## START
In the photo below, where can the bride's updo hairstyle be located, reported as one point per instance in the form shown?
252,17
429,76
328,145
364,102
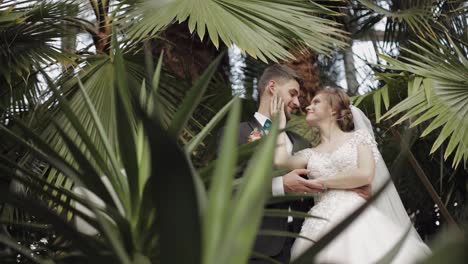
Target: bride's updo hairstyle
340,103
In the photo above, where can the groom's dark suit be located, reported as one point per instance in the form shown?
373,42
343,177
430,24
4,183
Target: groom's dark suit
277,247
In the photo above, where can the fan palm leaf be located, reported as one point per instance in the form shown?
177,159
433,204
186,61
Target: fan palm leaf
263,29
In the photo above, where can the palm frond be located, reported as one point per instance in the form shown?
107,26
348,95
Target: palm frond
263,29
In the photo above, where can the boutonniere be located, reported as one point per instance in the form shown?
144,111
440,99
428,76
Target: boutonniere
254,135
## END
* **The problem**:
Reproduce the records verbatim, starting with the line that contains "In the photo above, where can the groom's" and continuing through the end of the records, with both of those ends included.

* **Expected output**:
In the photo above, where can the groom's dark suit be located, reported as one point per instance in the form shown?
373,42
343,177
430,24
4,183
Target: groom's dark suit
277,247
In the photo above, where can the fan palm leaf be located, reported as one point per instance in the form shown?
177,159
433,204
186,61
Target: fan palm leaf
263,29
In the photo above, where can the palm frond be located, reported as one point per instance in the form shown?
107,26
348,95
Target: palm frond
263,29
In the photo above, where can the boutonniere be located, reported as one point per instance in the form shown?
144,111
440,99
428,76
Target: boutonniere
254,135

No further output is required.